The task
Whichever lines include the word "jacket", copy them as they appear in the data.

Input data
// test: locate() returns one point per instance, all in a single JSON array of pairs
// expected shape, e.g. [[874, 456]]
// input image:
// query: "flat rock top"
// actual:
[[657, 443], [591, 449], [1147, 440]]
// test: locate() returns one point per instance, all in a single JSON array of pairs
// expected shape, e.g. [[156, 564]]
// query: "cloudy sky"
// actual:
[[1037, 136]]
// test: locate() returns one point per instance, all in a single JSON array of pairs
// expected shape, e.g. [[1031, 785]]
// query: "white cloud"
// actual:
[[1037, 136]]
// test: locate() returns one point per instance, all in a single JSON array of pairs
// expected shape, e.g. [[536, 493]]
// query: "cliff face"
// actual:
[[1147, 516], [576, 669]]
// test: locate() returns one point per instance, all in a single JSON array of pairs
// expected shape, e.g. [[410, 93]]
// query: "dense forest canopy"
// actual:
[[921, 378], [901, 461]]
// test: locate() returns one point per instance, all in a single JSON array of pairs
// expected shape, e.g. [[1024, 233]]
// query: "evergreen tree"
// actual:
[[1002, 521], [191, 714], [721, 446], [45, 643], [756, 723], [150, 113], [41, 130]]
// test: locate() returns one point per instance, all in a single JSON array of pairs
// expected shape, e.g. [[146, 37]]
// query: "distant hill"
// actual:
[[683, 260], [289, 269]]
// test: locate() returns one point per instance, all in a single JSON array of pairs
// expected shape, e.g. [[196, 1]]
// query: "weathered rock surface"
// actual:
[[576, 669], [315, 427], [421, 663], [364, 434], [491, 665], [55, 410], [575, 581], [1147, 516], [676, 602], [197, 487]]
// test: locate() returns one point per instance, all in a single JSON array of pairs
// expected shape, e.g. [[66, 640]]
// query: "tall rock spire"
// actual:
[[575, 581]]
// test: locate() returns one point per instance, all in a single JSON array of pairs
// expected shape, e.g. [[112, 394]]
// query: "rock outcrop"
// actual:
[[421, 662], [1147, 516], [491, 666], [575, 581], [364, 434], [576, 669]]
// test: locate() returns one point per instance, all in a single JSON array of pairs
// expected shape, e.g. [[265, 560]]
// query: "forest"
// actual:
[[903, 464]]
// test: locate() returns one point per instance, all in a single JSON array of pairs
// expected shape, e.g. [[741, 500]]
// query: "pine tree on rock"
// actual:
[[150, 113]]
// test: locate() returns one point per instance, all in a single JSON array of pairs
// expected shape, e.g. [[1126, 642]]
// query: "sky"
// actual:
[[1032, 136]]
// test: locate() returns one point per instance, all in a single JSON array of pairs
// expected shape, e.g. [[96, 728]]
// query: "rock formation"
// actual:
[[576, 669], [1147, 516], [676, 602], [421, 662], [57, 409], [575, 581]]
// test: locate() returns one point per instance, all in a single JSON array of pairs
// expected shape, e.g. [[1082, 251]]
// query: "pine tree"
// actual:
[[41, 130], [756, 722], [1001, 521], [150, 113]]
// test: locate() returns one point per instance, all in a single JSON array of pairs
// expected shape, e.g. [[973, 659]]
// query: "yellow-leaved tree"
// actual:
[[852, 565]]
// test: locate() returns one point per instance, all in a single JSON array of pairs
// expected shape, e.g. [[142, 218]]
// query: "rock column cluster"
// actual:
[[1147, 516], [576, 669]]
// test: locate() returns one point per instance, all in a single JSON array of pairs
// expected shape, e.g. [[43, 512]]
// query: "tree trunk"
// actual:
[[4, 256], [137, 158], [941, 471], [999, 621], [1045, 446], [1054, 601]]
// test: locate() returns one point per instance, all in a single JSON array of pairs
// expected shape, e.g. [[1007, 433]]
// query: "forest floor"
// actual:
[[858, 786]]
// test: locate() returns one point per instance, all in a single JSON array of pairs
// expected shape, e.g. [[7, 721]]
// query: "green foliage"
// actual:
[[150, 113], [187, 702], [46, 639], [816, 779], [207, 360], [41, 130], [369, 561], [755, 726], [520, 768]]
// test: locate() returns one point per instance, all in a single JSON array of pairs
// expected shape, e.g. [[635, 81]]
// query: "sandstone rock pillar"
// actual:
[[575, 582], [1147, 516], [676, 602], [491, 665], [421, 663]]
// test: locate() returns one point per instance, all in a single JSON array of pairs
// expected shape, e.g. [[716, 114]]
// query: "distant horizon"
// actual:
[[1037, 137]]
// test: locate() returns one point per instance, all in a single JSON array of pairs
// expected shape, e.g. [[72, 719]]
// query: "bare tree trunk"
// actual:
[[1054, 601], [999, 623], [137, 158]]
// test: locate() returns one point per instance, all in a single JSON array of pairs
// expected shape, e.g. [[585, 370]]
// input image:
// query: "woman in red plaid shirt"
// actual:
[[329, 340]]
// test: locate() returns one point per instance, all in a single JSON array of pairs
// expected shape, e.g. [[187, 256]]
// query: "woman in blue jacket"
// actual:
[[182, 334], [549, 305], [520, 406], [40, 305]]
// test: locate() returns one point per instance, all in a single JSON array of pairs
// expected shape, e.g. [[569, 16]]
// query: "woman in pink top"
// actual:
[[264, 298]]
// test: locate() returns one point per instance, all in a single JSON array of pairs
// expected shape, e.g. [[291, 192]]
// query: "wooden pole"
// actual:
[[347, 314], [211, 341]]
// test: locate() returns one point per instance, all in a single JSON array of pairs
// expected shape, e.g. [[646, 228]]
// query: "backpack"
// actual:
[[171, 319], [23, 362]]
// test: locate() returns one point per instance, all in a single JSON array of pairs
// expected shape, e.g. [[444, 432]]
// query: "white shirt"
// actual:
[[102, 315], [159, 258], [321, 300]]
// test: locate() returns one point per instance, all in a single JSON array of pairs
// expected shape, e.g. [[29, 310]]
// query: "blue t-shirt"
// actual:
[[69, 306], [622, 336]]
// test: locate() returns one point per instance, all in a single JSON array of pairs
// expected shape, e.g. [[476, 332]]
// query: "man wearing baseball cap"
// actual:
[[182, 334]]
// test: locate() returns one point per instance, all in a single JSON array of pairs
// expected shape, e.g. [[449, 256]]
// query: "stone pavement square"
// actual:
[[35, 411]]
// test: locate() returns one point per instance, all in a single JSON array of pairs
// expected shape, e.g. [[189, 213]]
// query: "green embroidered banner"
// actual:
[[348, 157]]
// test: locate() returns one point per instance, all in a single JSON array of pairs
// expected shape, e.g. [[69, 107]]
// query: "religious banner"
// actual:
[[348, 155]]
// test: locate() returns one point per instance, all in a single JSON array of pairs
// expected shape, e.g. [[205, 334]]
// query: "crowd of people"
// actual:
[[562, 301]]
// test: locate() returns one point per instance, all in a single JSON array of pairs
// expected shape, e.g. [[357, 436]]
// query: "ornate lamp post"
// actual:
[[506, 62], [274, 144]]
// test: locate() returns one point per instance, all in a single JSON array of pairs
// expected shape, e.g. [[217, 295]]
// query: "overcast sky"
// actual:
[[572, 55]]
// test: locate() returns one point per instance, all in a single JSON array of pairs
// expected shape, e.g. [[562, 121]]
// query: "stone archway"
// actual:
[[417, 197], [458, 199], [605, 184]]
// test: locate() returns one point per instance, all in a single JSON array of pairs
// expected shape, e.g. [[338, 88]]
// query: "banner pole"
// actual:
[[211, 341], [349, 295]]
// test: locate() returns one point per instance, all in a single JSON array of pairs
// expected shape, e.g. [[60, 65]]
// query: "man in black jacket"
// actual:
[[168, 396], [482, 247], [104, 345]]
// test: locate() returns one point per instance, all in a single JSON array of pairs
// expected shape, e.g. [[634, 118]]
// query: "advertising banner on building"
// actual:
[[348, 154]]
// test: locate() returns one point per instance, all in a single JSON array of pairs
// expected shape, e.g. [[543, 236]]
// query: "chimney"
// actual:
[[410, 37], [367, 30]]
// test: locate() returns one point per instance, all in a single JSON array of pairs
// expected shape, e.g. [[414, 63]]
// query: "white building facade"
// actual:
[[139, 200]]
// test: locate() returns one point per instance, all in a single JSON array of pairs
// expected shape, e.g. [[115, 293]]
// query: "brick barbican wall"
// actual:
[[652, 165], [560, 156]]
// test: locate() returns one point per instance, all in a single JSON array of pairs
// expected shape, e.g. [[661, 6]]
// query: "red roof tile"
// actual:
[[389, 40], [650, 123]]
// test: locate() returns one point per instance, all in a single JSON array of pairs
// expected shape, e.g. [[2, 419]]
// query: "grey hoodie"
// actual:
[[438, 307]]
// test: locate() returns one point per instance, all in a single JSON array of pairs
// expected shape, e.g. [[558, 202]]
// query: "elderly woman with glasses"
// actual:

The answer
// query: "woman in blue jacket"
// query: "man in black jacket"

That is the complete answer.